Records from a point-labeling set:
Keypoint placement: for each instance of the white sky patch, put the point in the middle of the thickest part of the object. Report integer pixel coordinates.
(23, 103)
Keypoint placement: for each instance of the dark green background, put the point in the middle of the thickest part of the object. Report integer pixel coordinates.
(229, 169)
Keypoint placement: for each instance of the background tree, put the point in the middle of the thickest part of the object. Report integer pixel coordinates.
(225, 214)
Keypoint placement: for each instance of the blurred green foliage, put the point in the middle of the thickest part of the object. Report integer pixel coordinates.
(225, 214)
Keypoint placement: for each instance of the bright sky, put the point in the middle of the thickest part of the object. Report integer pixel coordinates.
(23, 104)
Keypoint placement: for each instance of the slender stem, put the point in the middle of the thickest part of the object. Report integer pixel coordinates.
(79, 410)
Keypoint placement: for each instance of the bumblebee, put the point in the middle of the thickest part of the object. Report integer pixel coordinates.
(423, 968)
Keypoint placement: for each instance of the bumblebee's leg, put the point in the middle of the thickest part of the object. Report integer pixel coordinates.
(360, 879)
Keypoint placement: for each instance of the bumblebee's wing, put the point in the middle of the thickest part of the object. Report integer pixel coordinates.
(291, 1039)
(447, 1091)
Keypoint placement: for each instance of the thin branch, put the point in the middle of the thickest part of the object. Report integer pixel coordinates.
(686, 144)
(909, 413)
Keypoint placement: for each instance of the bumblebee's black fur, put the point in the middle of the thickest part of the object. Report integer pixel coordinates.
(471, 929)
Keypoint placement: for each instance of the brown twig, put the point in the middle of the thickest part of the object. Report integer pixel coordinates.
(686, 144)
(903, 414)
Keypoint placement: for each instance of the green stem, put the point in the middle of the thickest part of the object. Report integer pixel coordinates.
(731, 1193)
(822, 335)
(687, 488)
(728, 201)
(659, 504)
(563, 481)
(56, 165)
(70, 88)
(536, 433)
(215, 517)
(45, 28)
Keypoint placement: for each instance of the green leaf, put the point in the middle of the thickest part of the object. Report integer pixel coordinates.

# What the task requires
Retype all of the rows above word for word, leaving every character unchanged.

# Solution for this problem
Keypoint placement: for each instance of the white sky patch, put the point in the middle of the thickest part of the object. Report integer pixel coordinates.
(23, 103)
Keypoint placement: for each instance of the dark green background, put the point in the middle of the thickest part of the object. Report integer pixel coordinates.
(229, 169)
Keypoint placement: for each instance of the background tree, put the point in the middle of the thickest part of the object. Report integer pixel coordinates.
(225, 214)
Keypoint placement: for each instance of the blurred green foliage, put the point in the middle of the thickest part of the object. Report integer pixel coordinates.
(225, 214)
Keypoint placement: for each instance of the bright sky, put the point in the middle of the thickest part of the object. Report integer pixel coordinates.
(23, 104)
Keypoint placement: for each instance of the slender stem, put the point in the middle of the thickest part of the object. Report integer pixel coordinates.
(79, 410)
Keypoint placement: for each instance of the bumblebee, put the point in the middle of the thickest part of the object. Report integer pixel coordinates.
(423, 968)
Keypoint placement: for each instance of the bumblebee's leg, put the point in the middle of the thickest part of the object. Report integer pixel coordinates.
(360, 879)
Keypoint placement: for each instance of the bumblebee's wing, put the point in the middle of the thickest part of the object. Report integer pixel coordinates.
(291, 1039)
(447, 1091)
Keypoint placement: for each instance of the thin branch, put the point in the middle of the thickest part of the object. Report integer pixel coordinates.
(686, 144)
(909, 413)
Keypoint placement: for each instance of the bumblebee's black fur, put the point in the middle of the thickest part of the object. Report integer pixel coordinates.
(471, 929)
Keypoint placement: for each instance of the brown twig, put the point in the middle of the thickest part of the object. Report integer pixel coordinates.
(686, 144)
(903, 414)
Keypoint placement: for each instance of the green stem, put the point in the middle of the thickest part of the object. Report integer pixel coordinates.
(731, 1193)
(822, 335)
(687, 488)
(728, 201)
(659, 504)
(563, 481)
(56, 165)
(70, 88)
(536, 433)
(215, 517)
(45, 28)
Keypoint placement: for each instance of the green leaf, put the point in the middle of the thickest part of the object. Report integer pixel coordinates.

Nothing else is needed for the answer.